(INSTRUCTIONS)
A: From the press release on Iran's 2018 crackdown:
(i) How many protesters were killed?
(ii) How many lawyers were detained arbitrarily in 2018?
(iii) How many times was the journalist Mohammad Hossein Sodagar flogged?
B: Extend the press release on Iran's 2018 crackdown, picking up after its final sentence.
***** EXCERPT *****
Press releases
Iran: more than 7,000 arrested last year in crackdown of 'staggering scale' - new figures
Women protesting against being forced to wear headscarves among those rounded up
‘2018 will go down in history as a year of shame for Iran’ - Philip Luther
The Iranian authorities arrested more than 7,000 people in a sweeping crackdown against protesters and dissidents in the past year, said Amnesty International today, as it published new figures on the scale of Iran’s repressive measures.
Those swept up by the crackdown include students, journalists, environmental activists, factory workers, lawyers, women’s rights activists, minority rights activists and trade unionists.
Hundreds were sentenced to prison terms or flogging, and at least 26 protesters were killed. Meanwhile, nine of those arrested died in custody under suspicious circumstances.
Throughout the year - and particularly during the months of January, July and August - the Iranian authorities violently dispersed peaceful demonstrations, beating unarmed protesters and using live ammunition, tear gas and water cannons against them. Thousands of people were arbitrarily arrested and detained.
Some of those swept up in the wave of arrests during the high-profile January protests were students, human rights defenders and journalists, while managers of channels on the popular mobile messaging application Telegram were also targeted.
Overall in 2018, whether in the context of protests or as a result of their work, 11 lawyers, 50 media workers and 91 students were detained arbitrarily.
At least 20 media workers were sentenced to long prison or flogging sentences after unfair trials. One journalist, Mohammad Hossein Sodagar, from the Azerbaijani Turkic ethnic minority, was flogged 74 times in the city of Khoy after being convicted of “spreading lies”. Another media worker, Mostafa Abdi, who is an administrator of the Majzooban-e-Noor website reporting on human rights abuses against the Gonabadi Dervish religious minority, was sentenced to 26 years and three months in prison, 148 lashes, and other punishments.
In addition, at least 112 women human rights defenders were arrested or remained in detention in Iran during 2018.
***** INFORMATION PROVIDED *****
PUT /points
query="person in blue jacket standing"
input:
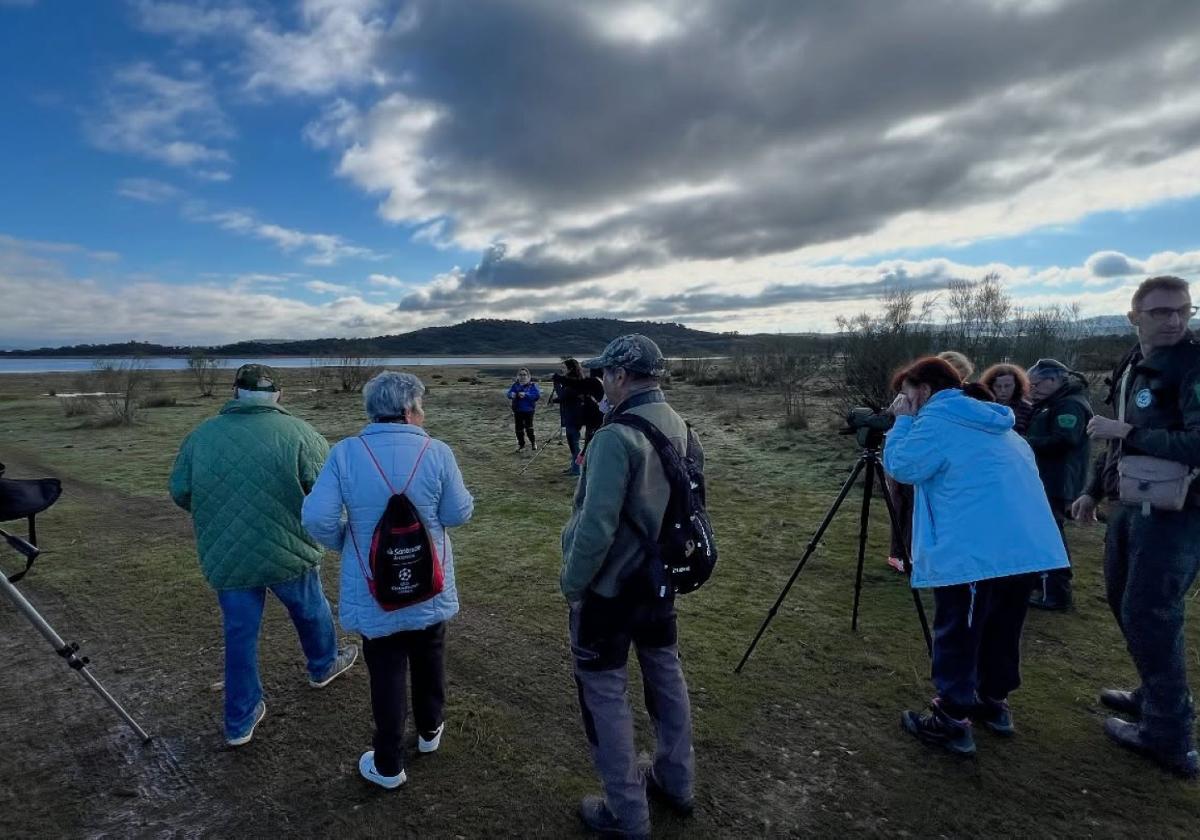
*****
(THE REPLIES)
A:
(i) At least 26
(ii) 11
(iii) 74 times

B:
Amnesty is currently calling on the UK Government to properly respond to the attacks on human rights defenders around the world, including in Iran.
Philip Luther, Amnesty International’s Middle East Research and Advocacy Director, said:
“2018 will go down in history as a ‘year of shame’ for Iran.
“The staggering scale of arrests, imprisonments and flogging sentences reveal the extreme lengths the authorities have gone to in order to suppress peaceful dissent.
“From underpaid teachers to factory workers struggling to feed their families, those who have dared to demand their rights in Iran today have paid a heavy price.
“Throughout 2018, the Iranian authorities waged a particularly sinister crackdown against women’s rights defenders.
“Governments which are engaged in dialogue with Iran must not stay silent while the net of repression rapidly widens.”
Women’s rights defenders
Throughout 2018, brave women’s rights defenders across the country joined an unprecedented protest movement against the abusive and discriminatory forced hijab (veiling) laws in Iran. Women took to the streets and stood on raised structures in public places, silently waving their headscarves on the ends of sticks. In response, they suffered a bitter backlash from the authorities, facing violent assault, arrest and torture, and some were jailed after grossly unfair trials.
Shaparak Shajarizadeh was sentenced to 20 years in prison, 18 of which were suspended, for her peaceful protest against forced hijab. She fled Iran after she was released on bail, and has since described in media interviews how she was denied access to her lawyer and subjected to torture in solitary confinement.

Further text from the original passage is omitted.